## What to do
1. Repeat word for word the part of the essay on musical tragedies that opens with the words containing "About a week" and closes with "outside world anyway.".
2. Write the next part of the essay on musical tragedies, starting right after its final sentence.

## Document passage
About a week ago I watched the 2012 movie version of Les Miserables. I never knew that Russell Crowe could sing. Who’d a thunk it? But I digress. Anyway, watching this musical tragedy (Victor Hugo does NOT do the happy dance) it got me thinking about other music tragedies. No, I’m not talking about stuff like West Side Story. I’m talking about the musical tragedies that we come up with that are literally just that. They’re terrible. They should have remained in the dark recesses of our brain and yet somehow we let them come out. And the same part is, we know they’re tragedies when we write them. By the time we are finished and listened to the finished “product” we can hardly stand to listen ourselves. But damn the torpedoes. We’re going to unleash these horrors on the outside world anyway.
Why do we do this? Well, there are several reasons. Identifying which one is yours can seriously get you out of the habit of doing such God awful things and maybe even get you to write better music more often. Otherwise, you’re destined to repeat the same mistakes over and over.

## Extracted information
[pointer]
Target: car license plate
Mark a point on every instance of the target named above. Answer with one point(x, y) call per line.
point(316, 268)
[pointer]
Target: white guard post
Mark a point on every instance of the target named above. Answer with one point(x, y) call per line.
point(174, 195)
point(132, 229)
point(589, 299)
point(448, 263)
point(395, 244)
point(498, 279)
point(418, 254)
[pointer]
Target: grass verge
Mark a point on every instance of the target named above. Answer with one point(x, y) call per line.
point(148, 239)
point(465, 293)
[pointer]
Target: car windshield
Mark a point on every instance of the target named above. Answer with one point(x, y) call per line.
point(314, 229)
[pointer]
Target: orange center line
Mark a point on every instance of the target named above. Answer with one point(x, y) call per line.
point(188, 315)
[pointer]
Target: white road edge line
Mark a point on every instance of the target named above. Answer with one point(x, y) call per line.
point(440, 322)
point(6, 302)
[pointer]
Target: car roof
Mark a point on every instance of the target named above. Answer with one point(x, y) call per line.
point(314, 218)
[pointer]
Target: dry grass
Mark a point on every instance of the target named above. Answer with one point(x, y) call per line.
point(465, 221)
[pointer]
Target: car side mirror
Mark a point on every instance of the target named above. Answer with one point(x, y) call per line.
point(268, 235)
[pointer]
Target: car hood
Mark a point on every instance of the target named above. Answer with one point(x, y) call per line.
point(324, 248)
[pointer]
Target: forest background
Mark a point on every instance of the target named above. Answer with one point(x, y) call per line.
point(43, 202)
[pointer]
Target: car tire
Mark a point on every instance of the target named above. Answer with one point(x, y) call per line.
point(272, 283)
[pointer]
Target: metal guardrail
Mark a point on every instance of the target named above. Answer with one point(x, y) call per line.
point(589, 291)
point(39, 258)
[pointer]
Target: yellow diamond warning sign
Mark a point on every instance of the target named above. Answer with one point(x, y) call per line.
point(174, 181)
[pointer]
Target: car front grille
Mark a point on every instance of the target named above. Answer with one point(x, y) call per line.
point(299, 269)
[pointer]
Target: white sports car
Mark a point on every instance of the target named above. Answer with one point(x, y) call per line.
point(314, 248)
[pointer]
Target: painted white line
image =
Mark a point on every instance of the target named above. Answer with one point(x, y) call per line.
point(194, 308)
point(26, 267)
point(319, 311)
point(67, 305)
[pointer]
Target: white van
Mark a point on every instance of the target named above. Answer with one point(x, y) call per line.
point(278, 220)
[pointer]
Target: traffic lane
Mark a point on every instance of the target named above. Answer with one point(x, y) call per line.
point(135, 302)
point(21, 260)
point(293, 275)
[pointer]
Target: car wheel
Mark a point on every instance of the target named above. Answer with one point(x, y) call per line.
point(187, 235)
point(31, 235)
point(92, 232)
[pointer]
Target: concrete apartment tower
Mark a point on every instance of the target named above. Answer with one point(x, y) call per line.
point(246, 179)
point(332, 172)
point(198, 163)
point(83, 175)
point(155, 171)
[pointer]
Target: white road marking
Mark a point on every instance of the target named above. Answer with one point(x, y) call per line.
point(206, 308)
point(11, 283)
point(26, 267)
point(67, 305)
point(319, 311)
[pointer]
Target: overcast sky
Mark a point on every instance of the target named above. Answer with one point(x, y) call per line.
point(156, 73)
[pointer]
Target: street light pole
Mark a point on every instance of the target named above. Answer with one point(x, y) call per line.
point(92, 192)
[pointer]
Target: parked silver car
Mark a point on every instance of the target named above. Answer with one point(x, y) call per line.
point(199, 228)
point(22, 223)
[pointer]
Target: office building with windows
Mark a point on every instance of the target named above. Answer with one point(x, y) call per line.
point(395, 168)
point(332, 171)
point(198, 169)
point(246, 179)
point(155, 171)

## Exercise answers
1.
About a week ago I watched the 2012 movie version of Les Miserables. I never knew that Russell Crowe could sing. Who’d a thunk it? But I digress. Anyway, watching this musical tragedy (Victor Hugo does NOT do the happy dance) it got me thinking about other music tragedies. No, I’m not talking about stuff like West Side Story. I’m talking about the musical tragedies that we come up with that are literally just that. They’re terrible. They should have remained in the dark recesses of our brain and yet somehow we let them come out. And the same part is, we know they’re tragedies when we write them. By the time we are finished and listened to the finished “product” we can hardly stand to listen ourselves. But damn the torpedoes. We’re going to unleash these horrors on the outside world anyway.

2.
Probably the main reason why we inflict this torture on our audience is sheer stubbornness. And this stubbornness manifests itself on two levels.
First, we just can’t admit to ourselves that the piece of trash we just wrote is actually trash. We’ve brainwashed ourselves to believe that we’ve just created an offbeat masterpiece. And we keep playing it over and over and over again until it actually starts to sound good. Mission accomplished.
Secondly, we’re determined not to ever let a piece of music go to waste. The thought of having spent days if not weeks on a composition won’t allow us to just throw it in the trash when it’s done. We’re going to let the world hear it anyway. If they don’t like it, tough. We didn’t just spend 21 days of blood, sweat and tears for nothing.
Those are the main reasons for the musical tragedies we come up with, but there are others less common but still no less valid. We’ll get to these next.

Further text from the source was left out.